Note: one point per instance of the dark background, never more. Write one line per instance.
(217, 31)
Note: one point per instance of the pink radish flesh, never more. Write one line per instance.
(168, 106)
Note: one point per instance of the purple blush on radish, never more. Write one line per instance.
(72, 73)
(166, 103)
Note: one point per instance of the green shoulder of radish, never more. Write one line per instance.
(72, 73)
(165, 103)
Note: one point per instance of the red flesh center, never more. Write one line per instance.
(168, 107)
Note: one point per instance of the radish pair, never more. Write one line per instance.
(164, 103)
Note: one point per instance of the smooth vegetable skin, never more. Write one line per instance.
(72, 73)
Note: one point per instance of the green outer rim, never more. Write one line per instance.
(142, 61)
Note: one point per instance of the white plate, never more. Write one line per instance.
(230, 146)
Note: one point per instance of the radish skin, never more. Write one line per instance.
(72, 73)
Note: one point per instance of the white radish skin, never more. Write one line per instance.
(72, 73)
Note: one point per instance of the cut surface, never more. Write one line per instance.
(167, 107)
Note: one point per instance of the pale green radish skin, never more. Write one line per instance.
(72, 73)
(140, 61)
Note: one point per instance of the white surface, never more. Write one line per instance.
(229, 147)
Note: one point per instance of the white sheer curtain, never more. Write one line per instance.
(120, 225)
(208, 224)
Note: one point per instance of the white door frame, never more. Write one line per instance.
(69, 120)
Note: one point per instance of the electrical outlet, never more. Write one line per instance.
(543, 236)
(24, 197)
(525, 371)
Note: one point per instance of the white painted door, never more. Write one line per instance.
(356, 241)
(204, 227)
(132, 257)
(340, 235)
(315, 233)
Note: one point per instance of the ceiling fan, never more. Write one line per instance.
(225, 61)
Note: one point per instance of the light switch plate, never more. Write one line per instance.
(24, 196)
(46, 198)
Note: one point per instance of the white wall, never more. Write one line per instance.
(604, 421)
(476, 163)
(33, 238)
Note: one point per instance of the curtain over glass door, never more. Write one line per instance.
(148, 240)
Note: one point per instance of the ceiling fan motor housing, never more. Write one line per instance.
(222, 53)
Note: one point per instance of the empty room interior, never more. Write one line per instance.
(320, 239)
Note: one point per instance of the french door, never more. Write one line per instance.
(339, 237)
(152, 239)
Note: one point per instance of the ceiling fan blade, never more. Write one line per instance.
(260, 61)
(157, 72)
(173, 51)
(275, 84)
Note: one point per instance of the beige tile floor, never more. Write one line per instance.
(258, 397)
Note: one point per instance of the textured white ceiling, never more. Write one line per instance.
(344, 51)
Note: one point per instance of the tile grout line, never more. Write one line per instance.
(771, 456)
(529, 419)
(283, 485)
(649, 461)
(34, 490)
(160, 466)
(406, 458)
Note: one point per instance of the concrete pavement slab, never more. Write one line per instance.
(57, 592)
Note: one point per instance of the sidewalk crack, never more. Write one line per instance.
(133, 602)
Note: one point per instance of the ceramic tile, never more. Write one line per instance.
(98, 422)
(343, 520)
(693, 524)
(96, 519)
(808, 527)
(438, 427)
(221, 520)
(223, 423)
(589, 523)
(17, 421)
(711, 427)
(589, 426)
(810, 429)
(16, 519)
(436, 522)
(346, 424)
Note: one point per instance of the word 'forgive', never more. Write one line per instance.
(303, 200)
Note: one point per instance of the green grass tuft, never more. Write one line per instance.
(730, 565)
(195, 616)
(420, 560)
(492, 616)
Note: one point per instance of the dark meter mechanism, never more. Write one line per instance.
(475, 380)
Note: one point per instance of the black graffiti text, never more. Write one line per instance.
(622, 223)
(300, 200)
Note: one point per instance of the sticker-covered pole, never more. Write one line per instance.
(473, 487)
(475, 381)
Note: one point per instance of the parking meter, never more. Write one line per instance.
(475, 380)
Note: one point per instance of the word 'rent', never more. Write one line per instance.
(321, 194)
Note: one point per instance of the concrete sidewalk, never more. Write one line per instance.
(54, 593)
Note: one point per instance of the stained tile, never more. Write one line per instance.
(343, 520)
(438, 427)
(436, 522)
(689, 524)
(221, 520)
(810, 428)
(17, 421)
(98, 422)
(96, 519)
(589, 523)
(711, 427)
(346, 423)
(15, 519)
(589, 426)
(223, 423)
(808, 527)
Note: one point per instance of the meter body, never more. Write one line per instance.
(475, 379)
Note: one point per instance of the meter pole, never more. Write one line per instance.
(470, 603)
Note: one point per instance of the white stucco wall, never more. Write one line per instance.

----

→ What the exercise asks: Copy the items again from the line with "Note: one point per instance of the concrete sidewalk, never" through the end of the items. Leave each request line unchanged, and add 149 to both numbers in every coordinate pair.

→ Result of the task:
Note: one point per instance of the concrete sidewalk, never more. Write one line per instance.
(203, 742)
Note: one point per instance of the stained tile, never more. Write one line per instance.
(492, 669)
(587, 576)
(585, 671)
(838, 673)
(370, 669)
(959, 577)
(166, 570)
(247, 571)
(245, 668)
(738, 672)
(860, 576)
(495, 572)
(164, 668)
(738, 575)
(372, 572)
(957, 676)
Note: one point per instance of the meter body, never more. Write one line per instance.
(624, 528)
Note: one point per instance of the meter pole, never more. Write one line per instance.
(619, 752)
Note: one point per instance of the white stucco wall, never more. Write one line per instance.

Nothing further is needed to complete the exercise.